WHAT IS BEING ASKED:
Lay out every line of the records below as a Markdown table with two columns, "No." and "Line". Number the rows in order and leave out any blank lines.

[Excerpts from point annotation data]

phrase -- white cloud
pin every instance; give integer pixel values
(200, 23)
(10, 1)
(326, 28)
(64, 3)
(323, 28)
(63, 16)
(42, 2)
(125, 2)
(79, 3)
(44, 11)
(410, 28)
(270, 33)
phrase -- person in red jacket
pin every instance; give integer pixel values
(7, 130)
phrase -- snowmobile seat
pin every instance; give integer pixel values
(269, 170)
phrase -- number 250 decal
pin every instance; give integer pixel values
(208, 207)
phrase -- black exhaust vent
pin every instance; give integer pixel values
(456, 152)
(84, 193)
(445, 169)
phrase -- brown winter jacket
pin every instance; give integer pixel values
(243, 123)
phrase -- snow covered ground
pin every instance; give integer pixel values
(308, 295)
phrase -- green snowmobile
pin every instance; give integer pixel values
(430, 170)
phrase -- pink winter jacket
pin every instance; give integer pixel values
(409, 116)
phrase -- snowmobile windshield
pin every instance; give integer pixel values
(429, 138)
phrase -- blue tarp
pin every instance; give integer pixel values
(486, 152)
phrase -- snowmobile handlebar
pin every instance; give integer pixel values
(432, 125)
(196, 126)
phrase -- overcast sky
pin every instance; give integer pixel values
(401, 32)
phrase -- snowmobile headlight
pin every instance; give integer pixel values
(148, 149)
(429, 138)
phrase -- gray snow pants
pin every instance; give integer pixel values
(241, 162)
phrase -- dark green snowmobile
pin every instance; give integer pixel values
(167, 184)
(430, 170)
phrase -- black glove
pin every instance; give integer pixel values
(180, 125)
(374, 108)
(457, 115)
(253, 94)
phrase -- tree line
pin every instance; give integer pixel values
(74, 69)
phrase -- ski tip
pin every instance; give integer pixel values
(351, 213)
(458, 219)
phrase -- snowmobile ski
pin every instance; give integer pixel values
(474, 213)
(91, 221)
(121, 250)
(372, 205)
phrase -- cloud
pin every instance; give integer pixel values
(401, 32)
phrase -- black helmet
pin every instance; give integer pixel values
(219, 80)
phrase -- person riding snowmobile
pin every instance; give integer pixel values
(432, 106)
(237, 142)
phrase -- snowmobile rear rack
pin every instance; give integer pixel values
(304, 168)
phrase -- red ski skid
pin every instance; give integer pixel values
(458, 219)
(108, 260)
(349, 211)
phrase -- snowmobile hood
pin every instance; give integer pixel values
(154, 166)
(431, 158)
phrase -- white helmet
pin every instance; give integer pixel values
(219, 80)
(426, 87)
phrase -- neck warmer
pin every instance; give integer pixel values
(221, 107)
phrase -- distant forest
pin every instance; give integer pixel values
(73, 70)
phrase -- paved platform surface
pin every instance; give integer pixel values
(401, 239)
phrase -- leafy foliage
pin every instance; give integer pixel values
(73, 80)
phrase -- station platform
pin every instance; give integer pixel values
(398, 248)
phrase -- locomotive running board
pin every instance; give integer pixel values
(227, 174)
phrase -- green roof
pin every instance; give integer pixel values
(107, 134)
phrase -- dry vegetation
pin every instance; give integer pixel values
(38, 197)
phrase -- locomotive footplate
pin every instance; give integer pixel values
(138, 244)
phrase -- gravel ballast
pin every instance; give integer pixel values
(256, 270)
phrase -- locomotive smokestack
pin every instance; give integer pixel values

FINAL RESULT:
| No. | Line |
|---|---|
| 1 | phrase -- white cloud |
| 2 | pin every instance; give integer pixel values |
| 3 | (200, 23) |
| 4 | (10, 1) |
| 5 | (326, 28) |
| 6 | (64, 3) |
| 7 | (323, 28) |
| 8 | (63, 16) |
| 9 | (42, 2) |
| 10 | (125, 2) |
| 11 | (79, 3) |
| 12 | (44, 11) |
| 13 | (410, 28) |
| 14 | (270, 33) |
| 15 | phrase -- person in red jacket |
| 16 | pin every instance; give integer pixel values |
| 17 | (7, 130) |
| 18 | phrase -- snowmobile seat |
| 19 | pin every instance; give integer pixel values |
| 20 | (269, 170) |
| 21 | phrase -- number 250 decal |
| 22 | pin every instance; give integer pixel values |
| 23 | (208, 207) |
| 24 | phrase -- black exhaust vent |
| 25 | pin every instance; give integer pixel values |
| 26 | (456, 152) |
| 27 | (84, 193) |
| 28 | (445, 169) |
| 29 | phrase -- brown winter jacket |
| 30 | pin every instance; give integer pixel values |
| 31 | (243, 123) |
| 32 | phrase -- snow covered ground |
| 33 | pin every instance; give integer pixel values |
| 34 | (308, 295) |
| 35 | phrase -- green snowmobile |
| 36 | pin every instance; give integer pixel values |
| 37 | (430, 170) |
| 38 | phrase -- pink winter jacket |
| 39 | pin every instance; give integer pixel values |
| 40 | (409, 116) |
| 41 | phrase -- snowmobile windshield |
| 42 | pin every instance; give integer pixel values |
| 43 | (429, 138) |
| 44 | phrase -- blue tarp |
| 45 | pin every instance; give integer pixel values |
| 46 | (486, 152) |
| 47 | phrase -- snowmobile handlebar |
| 48 | pin every instance; give integer pixel values |
| 49 | (432, 125) |
| 50 | (196, 126) |
| 51 | phrase -- overcast sky |
| 52 | pin every instance; give integer pixel values |
| 53 | (401, 32) |
| 54 | phrase -- snowmobile headlight |
| 55 | pin every instance; give integer pixel values |
| 56 | (148, 149) |
| 57 | (429, 138) |
| 58 | phrase -- gray snow pants |
| 59 | pin every instance; give integer pixel values |
| 60 | (241, 162) |
| 61 | phrase -- dark green snowmobile |
| 62 | pin every instance; give integer pixel values |
| 63 | (167, 184) |
| 64 | (430, 170) |
| 65 | phrase -- black glove |
| 66 | pin every instance; give integer pixel values |
| 67 | (180, 125) |
| 68 | (374, 108) |
| 69 | (457, 115) |
| 70 | (253, 94) |
| 71 | phrase -- tree line |
| 72 | pin every instance; give integer pixel values |
| 73 | (74, 69) |
| 74 | phrase -- ski tip |
| 75 | pin every instance; give integer pixel values |
| 76 | (351, 213) |
| 77 | (458, 219) |
| 78 | phrase -- snowmobile ski |
| 79 | pin every instance; give integer pixel values |
| 80 | (474, 213) |
| 81 | (91, 221) |
| 82 | (121, 250) |
| 83 | (372, 205) |
| 84 | phrase -- cloud |
| 85 | pin every instance; give integer pixel values |
| 86 | (401, 32) |
| 87 | phrase -- black helmet |
| 88 | pin every instance; give integer pixel values |
| 89 | (219, 80) |
| 90 | phrase -- person riding snowmobile |
| 91 | pin every instance; give integer pixel values |
| 92 | (432, 106) |
| 93 | (237, 142) |
| 94 | phrase -- snowmobile rear rack |
| 95 | pin every instance; give integer pixel values |
| 96 | (304, 168) |
| 97 | phrase -- red ski skid |
| 98 | pin every instance; give integer pixel values |
| 99 | (458, 219) |
| 100 | (108, 260) |
| 101 | (349, 211) |
| 102 | phrase -- snowmobile hood |
| 103 | pin every instance; give integer pixel values |
| 104 | (154, 166) |
| 105 | (431, 158) |
| 106 | phrase -- white helmet |
| 107 | pin every instance; give integer pixel values |
| 108 | (219, 80) |
| 109 | (426, 87) |
| 110 | phrase -- neck warmer |
| 111 | pin every instance; give integer pixel values |
| 112 | (221, 107) |
| 113 | phrase -- distant forest |
| 114 | pin every instance; give integer pixel values |
| 115 | (73, 70) |
| 116 | phrase -- paved platform surface |
| 117 | pin every instance; give integer pixel values |
| 118 | (401, 239) |
| 119 | phrase -- leafy foliage |
| 120 | pin every instance; give integer pixel values |
| 121 | (73, 80) |
| 122 | phrase -- station platform |
| 123 | pin every instance; give integer pixel values |
| 124 | (398, 248) |
| 125 | phrase -- locomotive running board |
| 126 | pin every instance; give integer pixel values |
| 127 | (227, 174) |
| 128 | phrase -- green roof |
| 129 | pin every instance; give integer pixel values |
| 130 | (107, 134) |
| 131 | phrase -- dry vegetation |
| 132 | pin every instance; give integer pixel values |
| 133 | (38, 197) |
| 134 | phrase -- locomotive footplate |
| 135 | pin every instance; give integer pixel values |
| 136 | (138, 244) |
| 137 | phrase -- gravel ballast |
| 138 | pin every instance; give integer pixel values |
| 139 | (256, 270) |
| 140 | phrase -- locomotive smokestack |
| 141 | pin every instance; give integer pixel values |